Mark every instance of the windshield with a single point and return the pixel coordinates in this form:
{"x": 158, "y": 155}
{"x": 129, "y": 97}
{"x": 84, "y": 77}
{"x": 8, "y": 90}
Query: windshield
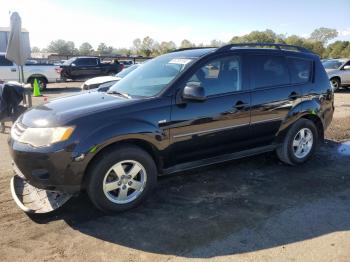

▶ [PROBLEM REQUIREMENTS]:
Given the word "windshield", show every line of the records that contains it.

▶ [YOUR SOLUTION]:
Mark every instance of the windshield with a single point and return the pixel coordinates in this form:
Query: windshield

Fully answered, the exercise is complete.